Since we want to be able to work when we're disconnected,
let's load from local files.

Step 1 is to slim down our HTML file so that it only loads our application:

\begin{minted}{html}
<!DOCTYPE html>
<html>
  <head>
    <title>Load Vega from a File</title>
    <meta charset="utf-8">
    <script src="app.js" async></script>
  </head>
  <body>
    <div id="vis"></div>
  </body>
</html>
\end{minted}

In step 2,
we \texttt{npm\ install\ vega\ vega-lite\ vega-embed} and \texttt{require('vega-embed')} in \texttt{app.js}:

\begin{minted}{js}
const vegaEmbed = require('vega-embed')

const spec = {
  // ...as before...
}

const options = {
  // ...as before...
}

vegaEmbed("#vis", spec, options)
\end{minted}

We launch this with Parcel via our saved \texttt{npm\ run} command:

\begin{minted}{shell}
$ npm run dev -- src/vis/react-01/index.html
\end{minted}

But nothing appears when we open \texttt{http://localhost:4000} in our browser.
Looking in the browser console,
we see a message telling us that \texttt{vegaEmbed} is not a function.

What we have tripped over is something that's still painful in 2018.
The old method of getting libraries is \texttt{require},
and that's still what Node supports as of Version 10.9.0.
The new standard is \texttt{import},
which allows a module to define a default value so that \texttt{import\ 'something'} gets a function, a class, or whatever.
This is really handy, but \texttt{require} doesn't work that way.

We can either add the \texttt{-\/-experimental-modules} flag when using Node on the command line,
or rename our files with a \texttt{.mjs} extension,
both of which are annoying.
Alternatively,
we can get the thing we want by accessing \texttt{.default} during import,
or by referring to \texttt{vegaEmbed.default} when we call it.
These choices are also annoying,
but after a bit of fiddling and cursing,
we decide to make the fix as the library is loaded:

\begin{minted}{js}
const vegaEmbed = require('vega-embed').default

// ...as before...
\end{minted}

The third option is to use \texttt{import} where we can
and fix the \texttt{require} statements in the server-side code when Node is upgraded.
We can call the thing we import anything we want,
but we will stick to \texttt{vegaEmbed} for consistency with previous examples:

\begin{minted}{js}
import vegaEmbed from 'vega-embed'

// ...as before...
\end{minted}

If we do this,
the bundled file is 74.5K lines of JavaScript,
but at least it's all in one place for distribution.
-------------------------
In the text about loading Vega from local files, how many lines of JavaScript does the bundled file contain when `import` is used?

(Saved entries)
-------------------------
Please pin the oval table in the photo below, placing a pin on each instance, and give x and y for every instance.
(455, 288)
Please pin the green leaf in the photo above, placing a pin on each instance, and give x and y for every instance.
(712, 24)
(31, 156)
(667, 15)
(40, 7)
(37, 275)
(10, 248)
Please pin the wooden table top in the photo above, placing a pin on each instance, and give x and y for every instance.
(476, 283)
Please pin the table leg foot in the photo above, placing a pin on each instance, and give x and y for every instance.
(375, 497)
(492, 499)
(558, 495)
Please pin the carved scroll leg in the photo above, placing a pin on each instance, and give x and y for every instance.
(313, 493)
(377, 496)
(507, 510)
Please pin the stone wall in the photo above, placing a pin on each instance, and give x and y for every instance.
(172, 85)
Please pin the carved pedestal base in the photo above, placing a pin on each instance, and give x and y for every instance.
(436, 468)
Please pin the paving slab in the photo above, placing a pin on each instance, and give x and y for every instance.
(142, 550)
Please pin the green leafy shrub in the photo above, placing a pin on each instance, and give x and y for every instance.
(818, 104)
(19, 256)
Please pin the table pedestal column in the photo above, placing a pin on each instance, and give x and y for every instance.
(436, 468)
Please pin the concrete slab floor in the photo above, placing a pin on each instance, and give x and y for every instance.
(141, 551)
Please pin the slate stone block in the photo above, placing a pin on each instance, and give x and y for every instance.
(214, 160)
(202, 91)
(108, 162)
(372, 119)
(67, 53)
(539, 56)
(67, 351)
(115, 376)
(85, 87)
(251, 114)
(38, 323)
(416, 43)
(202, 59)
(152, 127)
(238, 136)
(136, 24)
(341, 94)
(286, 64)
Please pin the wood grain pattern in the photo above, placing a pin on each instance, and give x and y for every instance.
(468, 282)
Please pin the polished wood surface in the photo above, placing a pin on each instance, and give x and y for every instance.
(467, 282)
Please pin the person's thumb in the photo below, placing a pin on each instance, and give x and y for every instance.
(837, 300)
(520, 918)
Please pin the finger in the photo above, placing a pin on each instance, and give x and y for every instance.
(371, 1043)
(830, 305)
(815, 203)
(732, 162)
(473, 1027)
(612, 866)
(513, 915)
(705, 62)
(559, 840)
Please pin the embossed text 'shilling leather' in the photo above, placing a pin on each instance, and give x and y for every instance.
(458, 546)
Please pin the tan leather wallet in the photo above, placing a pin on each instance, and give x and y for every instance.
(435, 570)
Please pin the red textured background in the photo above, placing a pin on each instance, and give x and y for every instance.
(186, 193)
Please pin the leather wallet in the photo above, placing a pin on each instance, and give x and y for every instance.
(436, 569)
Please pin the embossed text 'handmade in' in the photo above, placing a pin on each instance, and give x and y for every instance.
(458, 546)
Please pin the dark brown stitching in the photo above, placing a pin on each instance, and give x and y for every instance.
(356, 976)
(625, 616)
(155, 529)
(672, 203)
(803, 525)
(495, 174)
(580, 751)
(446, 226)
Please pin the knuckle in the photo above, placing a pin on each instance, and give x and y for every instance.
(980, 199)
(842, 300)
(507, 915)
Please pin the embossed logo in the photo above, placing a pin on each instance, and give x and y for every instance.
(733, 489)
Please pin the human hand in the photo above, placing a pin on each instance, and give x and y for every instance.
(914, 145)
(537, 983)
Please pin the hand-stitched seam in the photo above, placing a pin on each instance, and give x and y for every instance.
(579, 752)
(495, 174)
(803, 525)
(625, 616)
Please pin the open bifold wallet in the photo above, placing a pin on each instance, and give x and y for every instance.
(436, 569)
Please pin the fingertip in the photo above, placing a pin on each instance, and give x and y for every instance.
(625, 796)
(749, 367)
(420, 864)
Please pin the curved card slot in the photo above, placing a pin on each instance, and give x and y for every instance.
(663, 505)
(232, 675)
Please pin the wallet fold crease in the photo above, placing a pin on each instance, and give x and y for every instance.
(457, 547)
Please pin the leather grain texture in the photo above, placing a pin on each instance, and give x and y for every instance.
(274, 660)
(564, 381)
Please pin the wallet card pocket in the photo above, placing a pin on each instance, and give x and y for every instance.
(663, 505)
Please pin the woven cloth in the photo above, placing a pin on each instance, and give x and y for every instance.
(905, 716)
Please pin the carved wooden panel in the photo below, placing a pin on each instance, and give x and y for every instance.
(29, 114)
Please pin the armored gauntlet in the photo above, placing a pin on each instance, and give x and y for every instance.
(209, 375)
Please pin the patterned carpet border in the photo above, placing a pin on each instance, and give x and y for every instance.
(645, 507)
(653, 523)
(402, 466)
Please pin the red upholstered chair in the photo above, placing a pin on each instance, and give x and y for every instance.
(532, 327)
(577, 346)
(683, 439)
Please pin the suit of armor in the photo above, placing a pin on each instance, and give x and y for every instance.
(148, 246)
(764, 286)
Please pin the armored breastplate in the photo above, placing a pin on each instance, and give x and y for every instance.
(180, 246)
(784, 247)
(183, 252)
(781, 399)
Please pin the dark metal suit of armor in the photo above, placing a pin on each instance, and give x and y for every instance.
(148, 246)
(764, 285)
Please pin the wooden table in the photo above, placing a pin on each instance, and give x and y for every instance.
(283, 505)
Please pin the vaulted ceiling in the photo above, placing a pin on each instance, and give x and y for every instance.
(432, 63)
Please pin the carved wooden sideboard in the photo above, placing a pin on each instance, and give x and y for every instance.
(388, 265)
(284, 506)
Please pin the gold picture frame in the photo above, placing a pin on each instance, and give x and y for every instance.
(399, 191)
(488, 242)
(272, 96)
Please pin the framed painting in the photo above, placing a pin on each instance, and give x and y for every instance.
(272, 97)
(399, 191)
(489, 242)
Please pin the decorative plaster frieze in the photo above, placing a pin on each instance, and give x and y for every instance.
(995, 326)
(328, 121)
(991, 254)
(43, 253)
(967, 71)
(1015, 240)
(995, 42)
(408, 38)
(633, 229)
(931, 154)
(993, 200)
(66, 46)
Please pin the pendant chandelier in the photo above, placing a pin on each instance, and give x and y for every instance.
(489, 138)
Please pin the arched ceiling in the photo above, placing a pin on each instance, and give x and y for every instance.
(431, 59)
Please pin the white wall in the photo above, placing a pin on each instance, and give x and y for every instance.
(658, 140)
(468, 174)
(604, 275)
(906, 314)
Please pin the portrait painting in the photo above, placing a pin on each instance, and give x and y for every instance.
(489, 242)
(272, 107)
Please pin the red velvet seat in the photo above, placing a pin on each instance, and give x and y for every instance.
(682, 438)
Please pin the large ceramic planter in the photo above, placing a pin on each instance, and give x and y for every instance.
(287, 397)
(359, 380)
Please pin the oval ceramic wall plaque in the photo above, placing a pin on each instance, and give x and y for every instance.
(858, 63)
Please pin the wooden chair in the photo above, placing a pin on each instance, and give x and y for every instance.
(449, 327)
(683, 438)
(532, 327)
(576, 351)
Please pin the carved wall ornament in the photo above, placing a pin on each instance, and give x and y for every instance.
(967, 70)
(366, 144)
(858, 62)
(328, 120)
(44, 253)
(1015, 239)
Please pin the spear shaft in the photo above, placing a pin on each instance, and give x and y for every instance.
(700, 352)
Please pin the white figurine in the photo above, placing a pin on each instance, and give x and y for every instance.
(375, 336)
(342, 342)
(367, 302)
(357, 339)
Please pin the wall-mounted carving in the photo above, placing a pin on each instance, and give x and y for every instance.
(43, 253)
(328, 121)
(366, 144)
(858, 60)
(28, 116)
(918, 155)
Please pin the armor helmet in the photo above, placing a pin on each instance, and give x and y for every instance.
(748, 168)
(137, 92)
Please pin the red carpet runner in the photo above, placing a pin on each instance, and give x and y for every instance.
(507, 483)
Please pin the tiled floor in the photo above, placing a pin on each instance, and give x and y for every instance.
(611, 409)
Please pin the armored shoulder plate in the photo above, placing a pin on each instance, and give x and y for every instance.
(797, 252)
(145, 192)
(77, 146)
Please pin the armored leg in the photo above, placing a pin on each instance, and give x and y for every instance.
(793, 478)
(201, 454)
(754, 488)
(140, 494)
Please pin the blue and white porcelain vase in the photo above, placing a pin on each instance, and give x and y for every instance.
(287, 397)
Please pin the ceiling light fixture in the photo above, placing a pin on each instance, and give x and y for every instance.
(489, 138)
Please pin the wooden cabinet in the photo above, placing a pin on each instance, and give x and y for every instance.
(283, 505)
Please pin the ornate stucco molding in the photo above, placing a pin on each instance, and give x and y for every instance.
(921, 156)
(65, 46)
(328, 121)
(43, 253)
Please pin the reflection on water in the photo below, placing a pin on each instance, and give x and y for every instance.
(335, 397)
-------------------------
_CORRECT OUTPUT:_ 74.5K lines.